**Текст для чтения**
((
Толстой и Достоевский. Противостояние - [60]
Рогожин уверен, что выиграл поединок, и щеголяет своей «королевой», задыхаясь от изнеможения и желания. Мышкин горюет, и Настасья пытается утешить его, преувеличивая собственную низость. Но она еще не все уладила с Ганей и своими покровителями. Ей тем вечером пришлось проползти через такую грязь, что теперь хочется заставить поползать кого-нибудь еще — только в физическом смысле. Она швыряет рогожинские сто тысяч в камин. Если Ганя вытащит деньги из огня, они достанутся ему.
Достоевский вызвал верховные силы тьмы, и читать эту сцену довольно мучительно. Не исключено, что ее корни лежат в балладе Шиллера «Перчатка». Любопытно, что подобный инцидент имел место в 1860-е годы в доме одной дамы из парижского полусвета. Она приняла у себя поклонника, которого презирала, сказала ему выложить кругом тысячефранковые купюры и потом позволила ему заниматься с ней любовью, но лишь пока купюры не догорят.
))
**Задания**
1) Выпишите из текста всех персонажей Достоевского, которые названы по имени.
2) Ответьте по тексту на вопросы:
(а) Чьи сто тысяч Настасья швыряет в камин?
(б) В какой балладе могут лежать корни этой сцены?
(в) В какие годы в Париже произошел подобный инцидент?
Отвечайте, опираясь только на текст.

**Выдержки из материала**
((
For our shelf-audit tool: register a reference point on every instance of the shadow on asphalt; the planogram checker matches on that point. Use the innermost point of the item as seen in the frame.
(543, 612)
))
((
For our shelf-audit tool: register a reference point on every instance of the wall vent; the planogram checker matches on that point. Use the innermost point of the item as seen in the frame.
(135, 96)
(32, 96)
))
((
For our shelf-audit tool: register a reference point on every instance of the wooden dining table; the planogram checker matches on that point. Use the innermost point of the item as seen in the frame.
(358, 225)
))
**Ответы**
1) Рогожин, Мышкин, Настасья, Ганя.

2)
(а) Рогожина.
(б) В балладе Шиллера «Перчатка».
(в) В 1860-е годы.